• **MATERIAL FOR THIS EXERCISE**:
◇ ◇ ◇ ◇ ◇
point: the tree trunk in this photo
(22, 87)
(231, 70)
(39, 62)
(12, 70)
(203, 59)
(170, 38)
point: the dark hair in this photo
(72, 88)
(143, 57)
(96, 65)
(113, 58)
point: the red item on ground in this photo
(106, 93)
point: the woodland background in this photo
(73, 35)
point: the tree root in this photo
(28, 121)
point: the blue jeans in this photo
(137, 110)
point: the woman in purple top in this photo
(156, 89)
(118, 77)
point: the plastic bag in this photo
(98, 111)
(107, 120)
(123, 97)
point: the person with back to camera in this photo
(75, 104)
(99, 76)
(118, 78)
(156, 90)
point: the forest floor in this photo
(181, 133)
◇ ◇ ◇ ◇ ◇
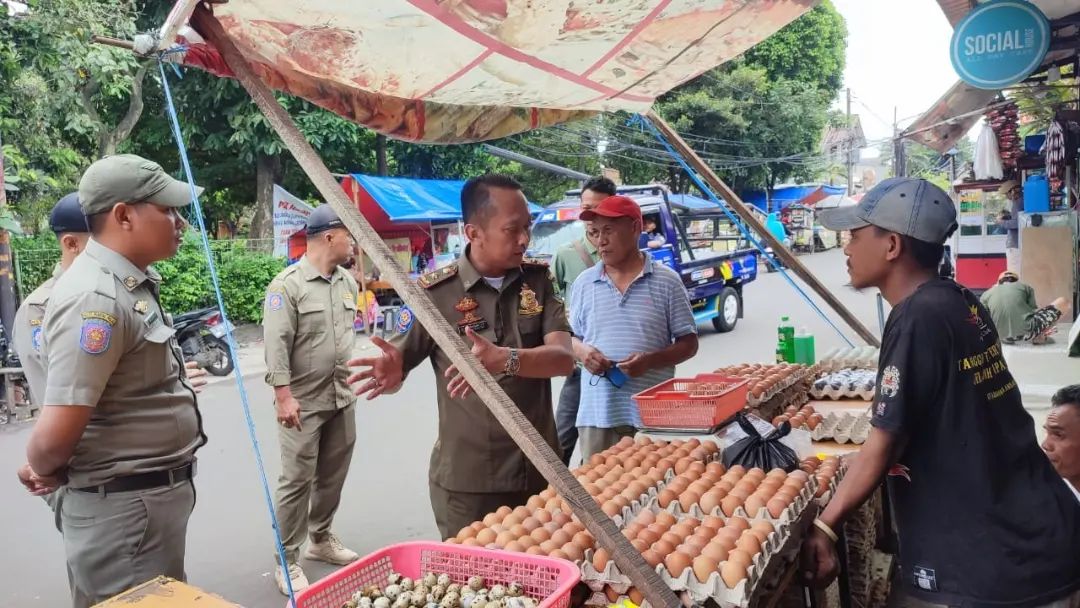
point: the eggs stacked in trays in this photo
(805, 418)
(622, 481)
◇ ◇ ◇ ◇ ◇
• **REQUEST**:
Report how many lines in the records above contain the string "tree". Case counts, and the answer should be the number alone.

• **WORKED ANSWER**:
2